**Text shown:**
Missoula has done a fantastic job with their riverfront where we spent some afternoon recovery time:


Back to the start of the day: the chip sealing of the road mentioned in my last post was obstructing the exit from the River Ridge Lodge where we stayed so the crew suggested we take the pedestrian path to bypass the road surface. No problem after the all-surface tour the previous day:

We formed up a sizable pace line and held it for 30 miles, averaging around 18MPH.

Here the group can be seen (in the middle of the photo) on the far side of the pond and in its reflection:

Here are the highlights of the river valley scenery. While riding you see something really pretty so you whip out the camera from the back pocket and try to capture it while riding:





A cool side-of-road attraction, maybe for watering horses?

After writing yesterday that I don't take pictures of the busy roads, I decided to try to get a couple today. It was about 90 degrees and the pavement was sticky in places.





The big thing in these parts is huckleberry ice cream. Today's PACTour lunch included huckleberry shakes from the restaurant right next to were we set up the benches.



A fine vintage indeed:



Discovery of the day: I can make one trip from trailer to hotel room if I carry the duffel as a backpack:

Today's unintended art is a slo-mo video Paul took while preparing for a shot of the mountains.


Friday, July 13, 2018

Day 6: The all-surface tour

(title wordplay robbed from a fellow tourist --- it was just too good to pass up)

The amount of pleasure available from road riding is inversely proportional to the size and instability of the aggregate composing the  road surface. Today we got a sample of the lower end of the spectrum, like a rainbow without the violet end which would be that just paved well compacted road - we got none of that.

For some miles we had a strip of old but still smooth shoulder which had escaped the chip seal "improvement" that the car lane had. We had a smooth right tire track within the car lane and a road with few enough cars to be able to use it. We had the usual old chip seal of various roughnesses. We had four miles of gravel/dirt road with continuous washboarding - nevertheless a worth-while trade off for 20 miles of paved backroad before and after it. But the one that stuck in the craw was several miles of loose chip gravel that was in the process of being laid down today, with a 15 minute stoplight/flagman to be endured on the shadeless road, with corresponding backup of vehicular traffic, before one had could even start to wade into it. You can't win them all, and everyone in the group traversed it safely which is what counts.

Heading east out of Sand Point in the morning, you can see the right side of the car lane has smoother pavement:


The lights are visible in broad daylight but even more so in the morning shade:

This movie shows how the group negotiates a stop at the first break of the day:




Another out of service bridge dedicated to pedestrians and bikes:




The view across Lake Pend Orielle

Rachel pulls the group on State Highway 200


Ideal riding conditions:


Steve, Paul and Rachel:

The sparkling river just blows one away
 
Jenny tools along

Into the dirt section... grrrrrr. Riding faster and out of the saddle can help smooth out the bumps, at the cost of getting tired:




Paul demonstrated splendid bike handling on this dirt descent:


This will have to do for the "Welcome to Montana" sign since there wan't one on that dirt road.

**Given problem A:**
Answer these questions using the bike tour post.
(i) For how many miles did the group hold its pace line, and at about what average speed?
(ii) What did that day's PACTour lunch include from the restaurant next to the benches?
(iii) How long was the stoplight/flagman wait before the loose chip gravel section?
**Given problem B:** Resume the bike tour post after its last sentence.
The entries that follow the bike tour post are separate material.

**Dataset content:**
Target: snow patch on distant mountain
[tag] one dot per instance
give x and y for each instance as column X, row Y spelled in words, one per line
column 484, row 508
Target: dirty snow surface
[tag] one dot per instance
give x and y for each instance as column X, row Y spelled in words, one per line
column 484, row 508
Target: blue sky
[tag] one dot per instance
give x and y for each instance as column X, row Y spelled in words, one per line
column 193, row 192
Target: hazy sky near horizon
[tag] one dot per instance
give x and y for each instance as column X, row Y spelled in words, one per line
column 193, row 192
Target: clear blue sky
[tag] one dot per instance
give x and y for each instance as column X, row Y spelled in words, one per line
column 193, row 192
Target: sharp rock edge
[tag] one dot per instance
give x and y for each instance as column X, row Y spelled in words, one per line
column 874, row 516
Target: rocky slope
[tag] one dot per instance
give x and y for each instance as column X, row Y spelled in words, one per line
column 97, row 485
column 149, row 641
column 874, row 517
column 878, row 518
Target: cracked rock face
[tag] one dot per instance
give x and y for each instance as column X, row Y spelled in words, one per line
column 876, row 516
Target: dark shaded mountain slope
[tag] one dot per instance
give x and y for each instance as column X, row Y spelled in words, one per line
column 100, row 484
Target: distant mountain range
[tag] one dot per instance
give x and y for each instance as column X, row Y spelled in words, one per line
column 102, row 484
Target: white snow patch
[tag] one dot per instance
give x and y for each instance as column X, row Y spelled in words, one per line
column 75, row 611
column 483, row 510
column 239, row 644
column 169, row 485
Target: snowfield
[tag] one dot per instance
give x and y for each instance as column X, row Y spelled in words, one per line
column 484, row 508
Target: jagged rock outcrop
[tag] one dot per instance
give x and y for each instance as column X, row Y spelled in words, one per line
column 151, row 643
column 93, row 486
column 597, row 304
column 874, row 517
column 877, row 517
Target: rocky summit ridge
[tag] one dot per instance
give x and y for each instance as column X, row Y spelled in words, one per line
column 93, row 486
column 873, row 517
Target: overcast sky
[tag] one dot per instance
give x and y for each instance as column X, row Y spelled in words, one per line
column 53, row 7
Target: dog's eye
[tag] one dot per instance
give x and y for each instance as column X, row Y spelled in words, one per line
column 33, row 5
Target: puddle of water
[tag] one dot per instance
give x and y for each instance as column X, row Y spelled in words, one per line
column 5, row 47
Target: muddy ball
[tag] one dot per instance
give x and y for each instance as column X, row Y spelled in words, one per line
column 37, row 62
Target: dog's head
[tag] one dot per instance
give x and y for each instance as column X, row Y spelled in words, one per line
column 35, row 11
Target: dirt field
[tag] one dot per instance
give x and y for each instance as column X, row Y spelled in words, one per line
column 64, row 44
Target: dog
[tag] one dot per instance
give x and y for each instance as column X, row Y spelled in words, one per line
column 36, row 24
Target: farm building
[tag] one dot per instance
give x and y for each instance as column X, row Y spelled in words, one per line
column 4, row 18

**Exercise answer A:**
(i) The group held it for 30 miles, averaging around 18 MPH.
(ii) It included huckleberry shakes.
(iii) The wait was 15 minutes.

**Exercise answer B:**
Returning to bike after using nearby large object to answer the call of nature: privacy and a bike rack - rocks are great aren't they?


Clark River right before reaching our lodgings on the left bank:


Day 5: Takin' it easy into Idaho

Prologue: if you have a hankering for even more information about the PACTour 2018 Northern Transcontinental ride, a couple of my fellow riders are also writing blogs. Check them out!


The first step of the morning routine starts with bringing your bike from your room to the parking lot, filling the tyres (if you are British), fill your water bottles (yellow tanks at back of trailer) and perform any other tuning you need for the day's ride. Leaving your bike on a portable rack shown in foreground,

you return to your room to get your bag and bring it to the parking lot. Next you swap your street shoes for you bike shoes and tighten those up (as demonstrated by Paul, lower left), then hand your bag to Lon (standing in trailer) for transport to the next night's motel. Finally you remember to start your Garmin (bike computer that records the ride) because "if it isn't recorded, it didn't happen." Then you hit the road. 

In the case of Spokane the road had stop lights every 1/4 mile or so, but PACTour had a great route north out of town on a one-way street so cars were able to pass easily. Paul, Jon, Steve and Grant on the way north out of Spokane:


Since there is no national bike route, you have to use the roads that are there, and like the case coming into Spokane the day before, sometimes those roads are major arteries with lots of trucks, RVs and cars. Then sometimes you get lucky like in the case below where the original road was left whole (on right) when the big four lane divided highway was built (center & left), giving bicycles a direct route with no traffic. Our best conversations take place in these conditions since you can safely ride side-by-side long enough to have a real conversation.



After running mostly north to the town of Newport WA, we crossed a long bridge and looking down the road a quarter mile I saw a gaggle of PACTour bike riders stopped on the side of the road, their red tail lights blinking. I immediately thought something catastrophic had occurred since these riders don't stop in large groups for simple problems like flat tires.

Coming closer I saw the hold up was lining up for a photo op. Lynn and her trail buddies seem to be glad to see the last of Washington:

We had to get some of that action too:

Last fall Charla and I drove through this part of Idaho in the other direction down to Spokane and didn't leave with a particularly favorable impression. From the Montana border it seemed like the road wasn't well maintained and there was a lot of junk in people's yards. The drive into Spokane was very tedious and ended with miles on miles of slow-to-switch stop lights.  After that drive I thought "this section of the transcontinental ride will be tedious."

The difference in that experience inside a car and the experience we had today on bikes is night-and-day. Our ride and route and the country was, for the most part, really nice. Which got me to thinking why car travel on a road can drain you while bike riding the same road can be a pleasure. My theory is that the experience in a car is inherently less interesting. You don't get the direct exposure to air, wind and sounds. You sit there behind some other car, fixated on its rear end for mile after mile, so the stimulation to your senses is muted. When on a bike, while there may be a rear end in front of you, there is no need to fixate on it, and your whole body and a good portion of your mind is engaged in a changing environment.

After crossing into Idaho we got on a beautiful back road on the south side of the Priest River.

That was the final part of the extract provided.